**Data to use:**
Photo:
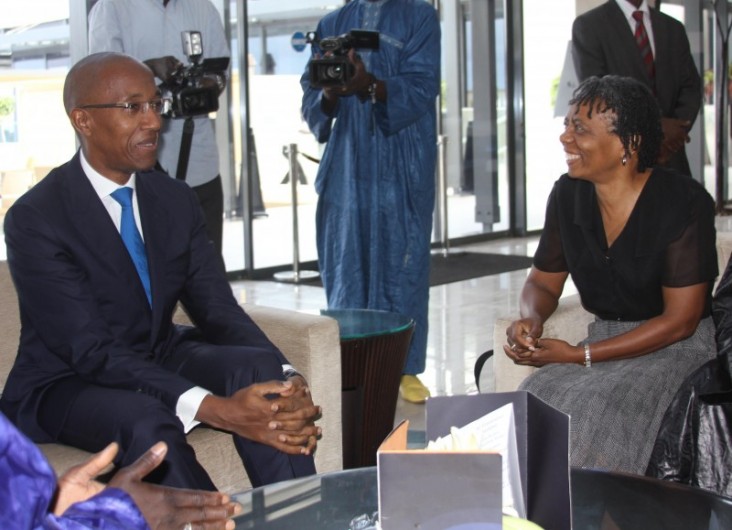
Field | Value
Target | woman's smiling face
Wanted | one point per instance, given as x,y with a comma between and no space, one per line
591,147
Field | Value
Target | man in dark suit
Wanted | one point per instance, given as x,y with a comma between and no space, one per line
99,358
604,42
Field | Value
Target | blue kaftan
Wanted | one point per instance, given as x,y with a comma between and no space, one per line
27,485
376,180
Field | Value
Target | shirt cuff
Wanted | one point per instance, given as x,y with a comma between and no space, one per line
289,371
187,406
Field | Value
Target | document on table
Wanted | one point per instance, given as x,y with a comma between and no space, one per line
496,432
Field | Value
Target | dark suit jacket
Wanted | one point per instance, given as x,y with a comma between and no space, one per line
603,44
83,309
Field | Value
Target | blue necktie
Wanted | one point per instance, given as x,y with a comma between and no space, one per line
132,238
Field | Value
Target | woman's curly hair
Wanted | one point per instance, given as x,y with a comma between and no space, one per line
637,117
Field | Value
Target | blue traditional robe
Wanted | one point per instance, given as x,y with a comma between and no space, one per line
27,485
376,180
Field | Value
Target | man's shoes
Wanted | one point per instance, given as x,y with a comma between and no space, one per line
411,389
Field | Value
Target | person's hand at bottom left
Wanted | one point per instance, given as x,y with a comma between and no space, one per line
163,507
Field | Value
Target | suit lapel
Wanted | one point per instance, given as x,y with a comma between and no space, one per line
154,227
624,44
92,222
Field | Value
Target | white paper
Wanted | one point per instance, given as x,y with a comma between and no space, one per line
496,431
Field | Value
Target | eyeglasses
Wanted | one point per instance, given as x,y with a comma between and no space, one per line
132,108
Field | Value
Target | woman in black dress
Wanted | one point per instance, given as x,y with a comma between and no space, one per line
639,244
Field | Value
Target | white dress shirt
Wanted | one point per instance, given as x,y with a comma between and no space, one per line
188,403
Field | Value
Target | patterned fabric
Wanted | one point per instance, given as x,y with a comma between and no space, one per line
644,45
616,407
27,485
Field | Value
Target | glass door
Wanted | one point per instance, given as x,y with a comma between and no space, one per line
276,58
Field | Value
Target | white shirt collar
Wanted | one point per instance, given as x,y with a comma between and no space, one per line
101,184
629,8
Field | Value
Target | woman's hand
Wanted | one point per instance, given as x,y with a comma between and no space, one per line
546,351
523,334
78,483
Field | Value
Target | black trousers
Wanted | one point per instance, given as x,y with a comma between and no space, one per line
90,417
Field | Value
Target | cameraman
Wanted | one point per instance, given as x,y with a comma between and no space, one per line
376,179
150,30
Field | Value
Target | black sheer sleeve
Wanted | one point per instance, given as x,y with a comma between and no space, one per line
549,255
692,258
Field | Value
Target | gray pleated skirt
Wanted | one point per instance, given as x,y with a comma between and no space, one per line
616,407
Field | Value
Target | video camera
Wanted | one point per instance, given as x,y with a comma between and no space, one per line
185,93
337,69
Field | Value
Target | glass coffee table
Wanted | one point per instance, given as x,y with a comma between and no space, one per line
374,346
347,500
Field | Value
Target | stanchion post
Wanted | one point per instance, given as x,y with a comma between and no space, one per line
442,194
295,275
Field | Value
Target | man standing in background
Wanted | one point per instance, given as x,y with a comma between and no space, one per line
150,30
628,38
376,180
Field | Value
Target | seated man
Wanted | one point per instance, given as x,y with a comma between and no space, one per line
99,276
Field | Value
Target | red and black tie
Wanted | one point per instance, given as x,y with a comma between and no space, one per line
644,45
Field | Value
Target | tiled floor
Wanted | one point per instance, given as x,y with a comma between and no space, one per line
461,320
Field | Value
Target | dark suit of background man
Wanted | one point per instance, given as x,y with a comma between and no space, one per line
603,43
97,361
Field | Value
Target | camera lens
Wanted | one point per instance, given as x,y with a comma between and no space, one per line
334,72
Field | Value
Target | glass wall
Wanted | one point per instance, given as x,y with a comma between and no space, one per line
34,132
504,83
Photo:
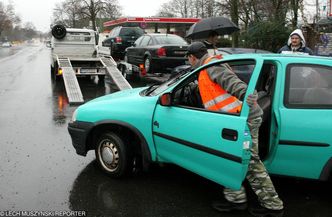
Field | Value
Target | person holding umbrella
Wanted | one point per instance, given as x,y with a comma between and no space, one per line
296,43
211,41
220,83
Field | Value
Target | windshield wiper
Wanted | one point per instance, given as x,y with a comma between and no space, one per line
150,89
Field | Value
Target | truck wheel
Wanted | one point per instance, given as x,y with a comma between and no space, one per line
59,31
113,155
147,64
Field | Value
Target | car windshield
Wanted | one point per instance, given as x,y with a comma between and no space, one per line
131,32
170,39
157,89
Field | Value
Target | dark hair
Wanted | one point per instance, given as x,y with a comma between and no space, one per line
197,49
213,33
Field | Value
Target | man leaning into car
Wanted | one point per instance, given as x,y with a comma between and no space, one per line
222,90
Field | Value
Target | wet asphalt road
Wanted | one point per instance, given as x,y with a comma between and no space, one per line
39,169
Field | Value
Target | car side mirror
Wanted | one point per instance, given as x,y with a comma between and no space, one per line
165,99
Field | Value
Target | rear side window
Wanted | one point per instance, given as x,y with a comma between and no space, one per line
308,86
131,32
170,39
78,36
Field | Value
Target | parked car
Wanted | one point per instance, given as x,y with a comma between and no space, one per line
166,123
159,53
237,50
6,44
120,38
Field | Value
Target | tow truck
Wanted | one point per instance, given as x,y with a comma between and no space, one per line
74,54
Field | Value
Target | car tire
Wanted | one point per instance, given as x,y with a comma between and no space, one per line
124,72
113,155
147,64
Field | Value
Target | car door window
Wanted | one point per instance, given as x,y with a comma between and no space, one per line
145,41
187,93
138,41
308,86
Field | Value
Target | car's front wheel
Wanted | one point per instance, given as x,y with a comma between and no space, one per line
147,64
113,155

**Problem statement:**
Make a tally of the lines in this material that hold the string "dark", then give that number without any other words.

**Answer section:**
4